**** DATA FOR ANALYSIS

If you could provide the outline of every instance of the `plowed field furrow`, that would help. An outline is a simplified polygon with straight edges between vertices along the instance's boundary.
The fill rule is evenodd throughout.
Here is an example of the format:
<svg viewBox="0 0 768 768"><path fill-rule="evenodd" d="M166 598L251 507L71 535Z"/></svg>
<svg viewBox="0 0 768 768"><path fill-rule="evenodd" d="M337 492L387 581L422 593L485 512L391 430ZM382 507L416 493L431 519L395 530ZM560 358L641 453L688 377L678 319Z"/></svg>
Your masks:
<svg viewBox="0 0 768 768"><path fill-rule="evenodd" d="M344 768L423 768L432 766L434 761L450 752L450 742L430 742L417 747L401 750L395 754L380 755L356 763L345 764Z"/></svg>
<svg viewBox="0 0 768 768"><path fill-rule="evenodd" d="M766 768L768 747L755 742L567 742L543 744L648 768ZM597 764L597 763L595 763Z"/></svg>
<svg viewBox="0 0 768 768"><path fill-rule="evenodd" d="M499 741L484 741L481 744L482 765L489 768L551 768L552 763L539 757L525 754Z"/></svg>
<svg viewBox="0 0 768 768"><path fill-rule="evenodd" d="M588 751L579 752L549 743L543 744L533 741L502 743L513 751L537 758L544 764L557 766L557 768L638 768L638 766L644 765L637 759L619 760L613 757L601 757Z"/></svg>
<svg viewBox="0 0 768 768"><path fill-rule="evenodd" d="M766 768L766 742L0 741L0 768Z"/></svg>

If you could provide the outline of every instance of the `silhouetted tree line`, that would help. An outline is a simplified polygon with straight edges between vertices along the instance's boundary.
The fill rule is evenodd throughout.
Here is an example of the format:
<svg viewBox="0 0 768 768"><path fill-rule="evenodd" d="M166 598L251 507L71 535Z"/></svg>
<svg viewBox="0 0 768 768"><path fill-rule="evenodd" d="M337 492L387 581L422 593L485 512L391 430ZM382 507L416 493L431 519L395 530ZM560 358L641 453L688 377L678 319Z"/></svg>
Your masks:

********
**** DATA FOR ANALYSIS

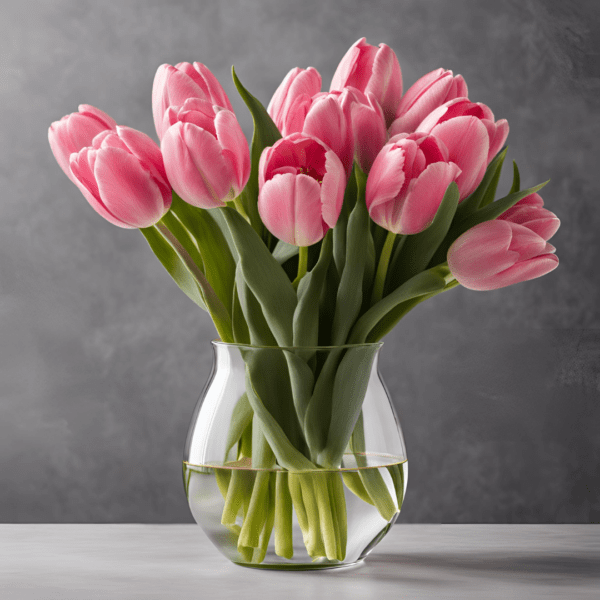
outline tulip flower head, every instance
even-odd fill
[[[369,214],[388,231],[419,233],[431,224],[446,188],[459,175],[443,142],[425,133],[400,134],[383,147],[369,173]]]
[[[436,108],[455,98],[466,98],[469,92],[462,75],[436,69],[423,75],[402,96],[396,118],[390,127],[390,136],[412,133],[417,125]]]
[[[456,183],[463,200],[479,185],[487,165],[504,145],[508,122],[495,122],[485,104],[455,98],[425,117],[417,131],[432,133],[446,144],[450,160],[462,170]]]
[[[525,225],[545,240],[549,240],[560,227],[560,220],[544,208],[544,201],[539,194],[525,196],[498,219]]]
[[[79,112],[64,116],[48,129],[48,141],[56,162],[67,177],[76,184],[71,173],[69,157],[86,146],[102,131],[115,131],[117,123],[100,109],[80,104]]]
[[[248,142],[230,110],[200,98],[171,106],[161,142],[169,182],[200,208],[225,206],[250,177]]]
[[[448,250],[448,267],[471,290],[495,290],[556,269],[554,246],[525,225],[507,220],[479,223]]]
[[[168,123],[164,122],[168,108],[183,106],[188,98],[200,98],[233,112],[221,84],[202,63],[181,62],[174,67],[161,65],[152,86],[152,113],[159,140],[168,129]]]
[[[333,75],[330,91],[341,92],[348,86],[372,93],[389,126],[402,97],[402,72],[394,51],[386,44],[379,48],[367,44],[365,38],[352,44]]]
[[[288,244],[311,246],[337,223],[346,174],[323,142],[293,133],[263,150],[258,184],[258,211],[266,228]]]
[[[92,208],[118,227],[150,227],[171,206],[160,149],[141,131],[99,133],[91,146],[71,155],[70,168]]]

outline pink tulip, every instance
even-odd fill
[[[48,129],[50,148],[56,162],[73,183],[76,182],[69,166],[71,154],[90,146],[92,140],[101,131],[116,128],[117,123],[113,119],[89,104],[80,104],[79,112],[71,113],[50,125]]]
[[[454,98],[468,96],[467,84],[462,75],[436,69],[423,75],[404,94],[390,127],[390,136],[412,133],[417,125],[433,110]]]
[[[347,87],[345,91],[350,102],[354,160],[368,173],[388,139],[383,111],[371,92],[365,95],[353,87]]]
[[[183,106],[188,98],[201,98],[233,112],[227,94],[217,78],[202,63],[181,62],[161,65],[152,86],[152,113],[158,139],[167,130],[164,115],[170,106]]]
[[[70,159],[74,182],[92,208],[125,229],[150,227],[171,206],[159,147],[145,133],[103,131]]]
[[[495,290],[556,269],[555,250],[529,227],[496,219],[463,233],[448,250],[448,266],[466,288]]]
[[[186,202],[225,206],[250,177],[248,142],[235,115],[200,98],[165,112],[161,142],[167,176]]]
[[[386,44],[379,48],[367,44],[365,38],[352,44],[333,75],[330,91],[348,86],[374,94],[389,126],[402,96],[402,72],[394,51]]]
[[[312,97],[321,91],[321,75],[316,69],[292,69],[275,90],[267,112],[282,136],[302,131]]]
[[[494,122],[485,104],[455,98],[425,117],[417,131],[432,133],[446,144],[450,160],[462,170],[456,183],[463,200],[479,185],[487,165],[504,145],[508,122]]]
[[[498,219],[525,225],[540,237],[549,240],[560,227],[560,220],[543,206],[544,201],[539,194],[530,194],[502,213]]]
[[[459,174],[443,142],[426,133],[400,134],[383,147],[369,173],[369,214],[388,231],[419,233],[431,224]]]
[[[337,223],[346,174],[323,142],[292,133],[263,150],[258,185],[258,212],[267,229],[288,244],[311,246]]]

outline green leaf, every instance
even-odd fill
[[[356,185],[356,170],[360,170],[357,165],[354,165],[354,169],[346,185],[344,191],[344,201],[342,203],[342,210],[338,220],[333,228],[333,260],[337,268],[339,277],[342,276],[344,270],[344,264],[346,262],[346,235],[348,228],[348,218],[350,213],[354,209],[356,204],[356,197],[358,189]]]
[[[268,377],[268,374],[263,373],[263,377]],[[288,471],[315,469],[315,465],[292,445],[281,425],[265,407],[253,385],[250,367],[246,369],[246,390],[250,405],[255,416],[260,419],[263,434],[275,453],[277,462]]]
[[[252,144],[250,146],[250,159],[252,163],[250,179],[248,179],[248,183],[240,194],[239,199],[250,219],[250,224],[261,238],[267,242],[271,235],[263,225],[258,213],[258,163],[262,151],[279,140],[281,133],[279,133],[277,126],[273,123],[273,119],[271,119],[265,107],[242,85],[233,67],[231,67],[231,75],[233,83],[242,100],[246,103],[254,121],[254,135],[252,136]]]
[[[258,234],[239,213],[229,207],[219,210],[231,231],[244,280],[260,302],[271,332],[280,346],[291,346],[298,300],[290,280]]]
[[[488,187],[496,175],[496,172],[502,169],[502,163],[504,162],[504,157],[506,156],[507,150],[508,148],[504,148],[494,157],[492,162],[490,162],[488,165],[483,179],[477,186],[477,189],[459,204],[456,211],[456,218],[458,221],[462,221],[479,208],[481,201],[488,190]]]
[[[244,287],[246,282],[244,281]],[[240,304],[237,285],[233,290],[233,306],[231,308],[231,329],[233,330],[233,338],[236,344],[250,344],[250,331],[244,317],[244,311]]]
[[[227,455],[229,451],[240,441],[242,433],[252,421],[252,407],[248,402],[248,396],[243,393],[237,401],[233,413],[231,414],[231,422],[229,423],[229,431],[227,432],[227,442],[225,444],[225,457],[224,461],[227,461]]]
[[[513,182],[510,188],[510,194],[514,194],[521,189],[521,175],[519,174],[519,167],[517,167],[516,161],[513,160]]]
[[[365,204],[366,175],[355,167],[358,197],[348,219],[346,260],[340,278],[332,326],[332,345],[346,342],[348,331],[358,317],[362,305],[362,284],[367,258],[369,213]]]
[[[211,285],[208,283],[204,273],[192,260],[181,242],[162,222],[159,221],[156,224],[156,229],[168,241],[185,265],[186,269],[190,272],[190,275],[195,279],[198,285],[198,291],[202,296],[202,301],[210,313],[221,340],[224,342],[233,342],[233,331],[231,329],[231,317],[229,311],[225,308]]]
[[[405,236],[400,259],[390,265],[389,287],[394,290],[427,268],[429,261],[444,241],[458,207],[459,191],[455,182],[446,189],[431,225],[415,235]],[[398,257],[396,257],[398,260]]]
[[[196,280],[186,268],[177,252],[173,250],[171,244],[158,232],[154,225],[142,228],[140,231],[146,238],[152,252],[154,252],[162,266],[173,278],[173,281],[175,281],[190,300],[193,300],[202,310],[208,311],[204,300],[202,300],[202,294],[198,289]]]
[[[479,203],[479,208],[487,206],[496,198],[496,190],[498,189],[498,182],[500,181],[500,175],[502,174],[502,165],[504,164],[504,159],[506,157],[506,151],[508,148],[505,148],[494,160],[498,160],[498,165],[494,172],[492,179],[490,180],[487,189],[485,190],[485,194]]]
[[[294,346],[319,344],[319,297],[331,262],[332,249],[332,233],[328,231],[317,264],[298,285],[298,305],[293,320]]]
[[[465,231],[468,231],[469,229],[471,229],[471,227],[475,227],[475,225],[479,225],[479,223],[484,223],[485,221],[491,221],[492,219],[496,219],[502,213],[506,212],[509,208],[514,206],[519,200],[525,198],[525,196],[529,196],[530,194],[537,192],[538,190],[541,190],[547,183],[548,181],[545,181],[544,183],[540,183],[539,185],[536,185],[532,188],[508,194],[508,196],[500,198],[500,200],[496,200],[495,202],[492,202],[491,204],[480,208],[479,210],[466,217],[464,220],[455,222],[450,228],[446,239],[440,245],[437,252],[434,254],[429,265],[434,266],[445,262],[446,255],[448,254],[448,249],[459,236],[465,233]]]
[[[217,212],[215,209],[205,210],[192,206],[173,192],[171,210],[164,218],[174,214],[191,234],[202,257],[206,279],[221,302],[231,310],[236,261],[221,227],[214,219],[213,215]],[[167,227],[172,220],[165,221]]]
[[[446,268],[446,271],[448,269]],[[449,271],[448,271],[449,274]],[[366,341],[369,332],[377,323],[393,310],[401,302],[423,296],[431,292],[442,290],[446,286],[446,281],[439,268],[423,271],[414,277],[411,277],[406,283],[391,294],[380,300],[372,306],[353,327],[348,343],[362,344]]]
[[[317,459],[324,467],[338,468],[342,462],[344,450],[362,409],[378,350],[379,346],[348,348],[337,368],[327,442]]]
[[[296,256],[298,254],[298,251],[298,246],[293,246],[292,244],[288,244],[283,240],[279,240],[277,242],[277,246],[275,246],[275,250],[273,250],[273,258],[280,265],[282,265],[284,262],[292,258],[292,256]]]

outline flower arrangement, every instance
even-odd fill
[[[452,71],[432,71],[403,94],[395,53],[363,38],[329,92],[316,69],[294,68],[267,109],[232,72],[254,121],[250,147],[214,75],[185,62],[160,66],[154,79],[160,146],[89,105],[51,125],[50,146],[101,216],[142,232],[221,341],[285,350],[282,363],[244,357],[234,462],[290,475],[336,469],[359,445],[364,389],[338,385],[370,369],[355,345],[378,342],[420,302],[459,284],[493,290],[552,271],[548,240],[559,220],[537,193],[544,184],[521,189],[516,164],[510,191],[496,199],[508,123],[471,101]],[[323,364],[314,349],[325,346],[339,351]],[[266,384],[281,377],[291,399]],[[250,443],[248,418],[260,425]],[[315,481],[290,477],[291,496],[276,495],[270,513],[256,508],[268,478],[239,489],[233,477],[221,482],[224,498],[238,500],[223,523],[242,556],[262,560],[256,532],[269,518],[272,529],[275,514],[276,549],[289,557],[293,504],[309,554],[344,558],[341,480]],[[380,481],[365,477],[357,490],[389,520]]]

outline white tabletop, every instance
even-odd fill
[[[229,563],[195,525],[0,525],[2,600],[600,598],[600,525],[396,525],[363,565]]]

********

◆ **WHAT THE EXERCISE ASKS**:
Wherever the word "boundary" occurs in the data, copy that whole line.

◆ **ANSWER**:
If you could provide the outline of every instance of the `plowed field furrow`, that would help. An outline is a simplified polygon with straight edges between vertices along the instance's boundary.
If you could provide the outline of every instance of the `silhouetted tree line`, that would help. An outline is a simplified polygon with straight edges between vertices along the instance's boundary.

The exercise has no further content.